**Given task:** The entries below are to be repeated exactly as they stand.

+--

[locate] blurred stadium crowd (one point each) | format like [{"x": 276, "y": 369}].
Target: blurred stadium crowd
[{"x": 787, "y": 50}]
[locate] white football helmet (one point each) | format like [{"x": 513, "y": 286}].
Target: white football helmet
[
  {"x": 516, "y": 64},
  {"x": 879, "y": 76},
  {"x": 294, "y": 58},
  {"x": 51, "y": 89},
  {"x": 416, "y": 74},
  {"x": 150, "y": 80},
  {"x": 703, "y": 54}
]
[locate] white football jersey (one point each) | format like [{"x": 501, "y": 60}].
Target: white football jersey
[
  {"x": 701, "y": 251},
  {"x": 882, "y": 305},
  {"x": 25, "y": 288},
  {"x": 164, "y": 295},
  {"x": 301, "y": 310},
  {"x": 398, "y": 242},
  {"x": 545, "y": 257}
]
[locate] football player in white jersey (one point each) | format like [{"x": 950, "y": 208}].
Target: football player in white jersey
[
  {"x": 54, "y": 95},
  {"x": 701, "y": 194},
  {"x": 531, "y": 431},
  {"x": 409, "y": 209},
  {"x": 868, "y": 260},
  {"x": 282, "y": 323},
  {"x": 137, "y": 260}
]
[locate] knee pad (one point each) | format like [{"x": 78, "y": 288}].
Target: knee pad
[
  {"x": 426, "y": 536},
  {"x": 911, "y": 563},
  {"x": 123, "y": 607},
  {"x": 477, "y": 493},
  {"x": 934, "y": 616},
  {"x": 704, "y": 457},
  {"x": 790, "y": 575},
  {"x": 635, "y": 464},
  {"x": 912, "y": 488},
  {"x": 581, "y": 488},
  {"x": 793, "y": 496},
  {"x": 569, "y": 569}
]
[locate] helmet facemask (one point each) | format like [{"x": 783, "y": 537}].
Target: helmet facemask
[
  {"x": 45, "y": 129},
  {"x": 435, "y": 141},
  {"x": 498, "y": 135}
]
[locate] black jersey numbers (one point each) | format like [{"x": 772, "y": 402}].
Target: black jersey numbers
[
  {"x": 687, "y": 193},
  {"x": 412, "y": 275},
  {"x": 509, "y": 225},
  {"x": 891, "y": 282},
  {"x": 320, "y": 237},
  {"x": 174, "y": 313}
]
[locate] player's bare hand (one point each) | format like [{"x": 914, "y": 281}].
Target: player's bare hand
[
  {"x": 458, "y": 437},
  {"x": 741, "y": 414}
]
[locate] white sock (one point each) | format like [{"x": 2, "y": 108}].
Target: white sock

+--

**The answer:**
[locate] blurred stadium crowd (one point each) | format like [{"x": 276, "y": 369}].
Target: blurred stadium crowd
[{"x": 787, "y": 50}]
[locate] white football helmet (one point each) | format like [{"x": 513, "y": 286}].
Target: white football helmet
[
  {"x": 516, "y": 64},
  {"x": 879, "y": 76},
  {"x": 294, "y": 58},
  {"x": 51, "y": 89},
  {"x": 416, "y": 74},
  {"x": 150, "y": 80},
  {"x": 703, "y": 54}
]
[locate] white football jersey (one point each) | format like [{"x": 501, "y": 60}].
Target: white football jersey
[
  {"x": 701, "y": 251},
  {"x": 882, "y": 305},
  {"x": 25, "y": 288},
  {"x": 164, "y": 295},
  {"x": 301, "y": 310},
  {"x": 398, "y": 242},
  {"x": 545, "y": 257}
]
[locate] football player in white jersey (one point each) | format like [{"x": 950, "y": 208}].
Target: football player in white jersey
[
  {"x": 54, "y": 95},
  {"x": 701, "y": 194},
  {"x": 531, "y": 431},
  {"x": 409, "y": 209},
  {"x": 868, "y": 260},
  {"x": 282, "y": 323},
  {"x": 137, "y": 260}
]
[locate] knee pad (one point each) | format like [{"x": 78, "y": 288}].
Target: knee pad
[
  {"x": 426, "y": 536},
  {"x": 911, "y": 563},
  {"x": 123, "y": 607},
  {"x": 477, "y": 493},
  {"x": 934, "y": 616},
  {"x": 704, "y": 457},
  {"x": 790, "y": 575},
  {"x": 635, "y": 464},
  {"x": 912, "y": 488},
  {"x": 581, "y": 488},
  {"x": 793, "y": 496},
  {"x": 569, "y": 569}
]
[locate] helmet facemask (one point each) | format like [{"x": 783, "y": 537}].
Target: helmet facemask
[
  {"x": 45, "y": 129},
  {"x": 435, "y": 141},
  {"x": 498, "y": 135}
]
[locate] black jersey numbers (one point each) | format like [{"x": 772, "y": 402}].
Target: black jersey numbers
[
  {"x": 687, "y": 193},
  {"x": 412, "y": 275},
  {"x": 509, "y": 225},
  {"x": 891, "y": 282},
  {"x": 320, "y": 237},
  {"x": 174, "y": 313}
]
[locate] player's bare hand (one point each) | format like [{"x": 914, "y": 281}].
Target: player's bare hand
[
  {"x": 458, "y": 437},
  {"x": 741, "y": 414}
]
[locate] white sock (one point each) | format like [{"x": 2, "y": 108}].
Target: white sock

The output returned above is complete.